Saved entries
┏━━
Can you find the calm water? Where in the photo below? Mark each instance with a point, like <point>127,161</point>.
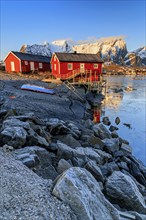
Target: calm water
<point>130,106</point>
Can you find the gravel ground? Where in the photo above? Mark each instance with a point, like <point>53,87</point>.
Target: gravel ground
<point>61,105</point>
<point>26,196</point>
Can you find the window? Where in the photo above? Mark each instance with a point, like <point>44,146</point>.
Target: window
<point>95,66</point>
<point>40,65</point>
<point>82,65</point>
<point>69,65</point>
<point>54,66</point>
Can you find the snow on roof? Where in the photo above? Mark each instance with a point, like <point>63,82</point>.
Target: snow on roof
<point>32,57</point>
<point>78,57</point>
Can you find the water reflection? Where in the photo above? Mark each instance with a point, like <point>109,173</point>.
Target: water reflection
<point>130,106</point>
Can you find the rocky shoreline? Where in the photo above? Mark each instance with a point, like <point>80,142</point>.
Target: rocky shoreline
<point>64,167</point>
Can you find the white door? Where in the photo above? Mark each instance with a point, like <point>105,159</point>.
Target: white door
<point>82,67</point>
<point>12,66</point>
<point>31,65</point>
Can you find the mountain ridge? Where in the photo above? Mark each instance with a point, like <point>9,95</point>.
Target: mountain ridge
<point>112,49</point>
┗━━
→ **WORK INSTRUCTION**
Set down exactly, and only, the lines from the one containing "Target: white door" to the final line of the data.

→ **EXPECTED ANSWER**
Target: white door
<point>82,67</point>
<point>12,66</point>
<point>31,65</point>
Can you find the mountain ridge? Where in the photo above? Mark each instance with a point, like <point>9,95</point>.
Target: mountain ridge
<point>112,49</point>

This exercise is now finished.